▸ Task material:
┌────────

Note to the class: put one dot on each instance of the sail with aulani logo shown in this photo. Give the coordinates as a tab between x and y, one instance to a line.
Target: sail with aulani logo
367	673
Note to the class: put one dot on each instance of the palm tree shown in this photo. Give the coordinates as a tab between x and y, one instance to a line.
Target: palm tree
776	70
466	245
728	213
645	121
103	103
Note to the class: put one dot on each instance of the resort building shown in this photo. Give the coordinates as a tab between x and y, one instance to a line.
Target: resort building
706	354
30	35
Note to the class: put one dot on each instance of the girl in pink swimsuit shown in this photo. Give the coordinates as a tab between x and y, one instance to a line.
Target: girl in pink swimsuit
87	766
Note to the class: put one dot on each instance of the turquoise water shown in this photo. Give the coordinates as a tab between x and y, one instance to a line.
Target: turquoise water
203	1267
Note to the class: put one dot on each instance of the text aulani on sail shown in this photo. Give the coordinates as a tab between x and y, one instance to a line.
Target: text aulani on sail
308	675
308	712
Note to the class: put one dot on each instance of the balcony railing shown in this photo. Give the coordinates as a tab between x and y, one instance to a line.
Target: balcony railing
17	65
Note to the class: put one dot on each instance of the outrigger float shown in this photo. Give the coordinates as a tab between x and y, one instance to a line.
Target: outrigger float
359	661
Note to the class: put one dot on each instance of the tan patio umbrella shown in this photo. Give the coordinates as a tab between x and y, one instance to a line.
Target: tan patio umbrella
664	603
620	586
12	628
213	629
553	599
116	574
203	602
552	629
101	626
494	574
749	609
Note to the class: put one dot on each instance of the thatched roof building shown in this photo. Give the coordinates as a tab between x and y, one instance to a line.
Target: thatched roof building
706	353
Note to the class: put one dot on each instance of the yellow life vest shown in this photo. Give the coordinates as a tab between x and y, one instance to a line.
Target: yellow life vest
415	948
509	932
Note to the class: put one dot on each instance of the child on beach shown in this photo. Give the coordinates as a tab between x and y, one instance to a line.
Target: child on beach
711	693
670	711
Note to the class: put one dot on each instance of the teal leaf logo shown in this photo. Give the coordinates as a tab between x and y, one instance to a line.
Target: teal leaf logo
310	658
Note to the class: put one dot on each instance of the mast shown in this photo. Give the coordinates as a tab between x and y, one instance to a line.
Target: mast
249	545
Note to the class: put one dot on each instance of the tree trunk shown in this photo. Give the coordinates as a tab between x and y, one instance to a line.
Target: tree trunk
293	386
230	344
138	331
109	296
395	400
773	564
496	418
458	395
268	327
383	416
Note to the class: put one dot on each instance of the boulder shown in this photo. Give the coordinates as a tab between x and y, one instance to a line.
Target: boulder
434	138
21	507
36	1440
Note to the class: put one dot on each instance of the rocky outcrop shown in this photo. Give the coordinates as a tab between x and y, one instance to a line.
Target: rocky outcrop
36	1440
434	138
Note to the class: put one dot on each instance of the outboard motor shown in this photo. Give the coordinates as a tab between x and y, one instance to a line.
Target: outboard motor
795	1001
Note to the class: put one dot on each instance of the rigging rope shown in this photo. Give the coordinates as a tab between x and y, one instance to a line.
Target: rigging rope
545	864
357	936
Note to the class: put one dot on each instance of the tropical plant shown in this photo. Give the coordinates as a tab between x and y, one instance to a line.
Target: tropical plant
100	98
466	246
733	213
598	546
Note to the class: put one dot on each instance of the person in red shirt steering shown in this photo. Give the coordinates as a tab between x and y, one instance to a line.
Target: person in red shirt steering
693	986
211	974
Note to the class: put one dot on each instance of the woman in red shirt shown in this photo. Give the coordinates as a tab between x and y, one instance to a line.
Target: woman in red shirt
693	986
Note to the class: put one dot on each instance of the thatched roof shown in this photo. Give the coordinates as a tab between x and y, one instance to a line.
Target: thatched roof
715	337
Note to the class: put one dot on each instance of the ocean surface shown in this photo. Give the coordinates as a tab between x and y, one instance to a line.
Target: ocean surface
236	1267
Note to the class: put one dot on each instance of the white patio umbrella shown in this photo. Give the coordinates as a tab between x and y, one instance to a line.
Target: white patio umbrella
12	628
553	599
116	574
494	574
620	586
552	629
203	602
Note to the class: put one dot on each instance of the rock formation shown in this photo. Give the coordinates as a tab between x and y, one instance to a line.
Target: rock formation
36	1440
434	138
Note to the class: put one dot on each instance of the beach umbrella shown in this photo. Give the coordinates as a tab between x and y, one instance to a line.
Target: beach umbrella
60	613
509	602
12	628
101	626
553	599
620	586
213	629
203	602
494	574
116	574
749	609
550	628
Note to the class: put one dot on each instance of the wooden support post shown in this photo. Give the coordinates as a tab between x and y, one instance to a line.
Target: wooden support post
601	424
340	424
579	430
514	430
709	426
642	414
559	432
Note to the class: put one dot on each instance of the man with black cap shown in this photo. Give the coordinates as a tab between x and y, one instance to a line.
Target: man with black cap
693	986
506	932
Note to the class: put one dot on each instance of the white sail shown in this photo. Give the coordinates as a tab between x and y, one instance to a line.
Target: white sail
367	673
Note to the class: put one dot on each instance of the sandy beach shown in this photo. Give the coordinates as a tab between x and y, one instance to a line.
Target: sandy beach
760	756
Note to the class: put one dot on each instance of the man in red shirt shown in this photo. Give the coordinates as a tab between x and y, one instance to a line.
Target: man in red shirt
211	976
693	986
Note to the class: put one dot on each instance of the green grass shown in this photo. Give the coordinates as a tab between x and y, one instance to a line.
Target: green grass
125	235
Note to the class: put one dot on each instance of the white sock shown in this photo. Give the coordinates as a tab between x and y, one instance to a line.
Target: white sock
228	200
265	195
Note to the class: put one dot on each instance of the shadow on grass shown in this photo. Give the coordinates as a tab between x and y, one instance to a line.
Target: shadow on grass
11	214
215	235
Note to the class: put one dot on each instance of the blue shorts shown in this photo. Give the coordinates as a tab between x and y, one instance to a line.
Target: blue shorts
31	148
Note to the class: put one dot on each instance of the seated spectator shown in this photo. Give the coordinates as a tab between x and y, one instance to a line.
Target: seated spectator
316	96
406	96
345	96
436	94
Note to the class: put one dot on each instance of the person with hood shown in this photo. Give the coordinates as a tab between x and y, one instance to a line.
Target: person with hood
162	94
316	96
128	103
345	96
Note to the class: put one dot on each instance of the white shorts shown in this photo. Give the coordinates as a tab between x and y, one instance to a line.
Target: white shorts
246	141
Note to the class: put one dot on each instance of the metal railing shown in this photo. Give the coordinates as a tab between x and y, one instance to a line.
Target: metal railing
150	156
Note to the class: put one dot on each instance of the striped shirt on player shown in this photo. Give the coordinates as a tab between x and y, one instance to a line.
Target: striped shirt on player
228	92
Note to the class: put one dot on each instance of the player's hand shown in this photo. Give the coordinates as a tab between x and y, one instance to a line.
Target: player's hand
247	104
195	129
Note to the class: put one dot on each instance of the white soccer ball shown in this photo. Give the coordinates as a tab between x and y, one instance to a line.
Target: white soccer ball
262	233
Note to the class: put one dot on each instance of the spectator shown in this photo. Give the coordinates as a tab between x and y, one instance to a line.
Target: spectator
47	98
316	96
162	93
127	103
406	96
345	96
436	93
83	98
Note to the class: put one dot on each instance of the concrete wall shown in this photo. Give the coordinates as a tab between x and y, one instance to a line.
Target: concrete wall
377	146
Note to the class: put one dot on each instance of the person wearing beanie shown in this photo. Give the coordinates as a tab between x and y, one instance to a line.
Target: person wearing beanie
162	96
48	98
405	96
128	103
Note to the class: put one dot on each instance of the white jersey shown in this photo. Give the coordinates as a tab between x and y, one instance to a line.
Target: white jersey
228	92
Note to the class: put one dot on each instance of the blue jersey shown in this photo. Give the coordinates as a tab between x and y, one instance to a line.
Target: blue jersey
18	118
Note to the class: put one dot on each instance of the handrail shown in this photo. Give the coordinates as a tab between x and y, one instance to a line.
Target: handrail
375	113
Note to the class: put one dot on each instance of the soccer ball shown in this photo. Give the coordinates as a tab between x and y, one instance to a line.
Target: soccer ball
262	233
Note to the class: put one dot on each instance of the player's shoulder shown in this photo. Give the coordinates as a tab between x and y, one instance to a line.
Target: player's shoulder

└────────

For the word "shoulder", find every line in the data that holds it and copy that line.

Note to the class: put one dot on each instance of the player's shoulder shown in this photo. Give the coordinates as a tab between x and y, one instance to a line.
Target: player's shoulder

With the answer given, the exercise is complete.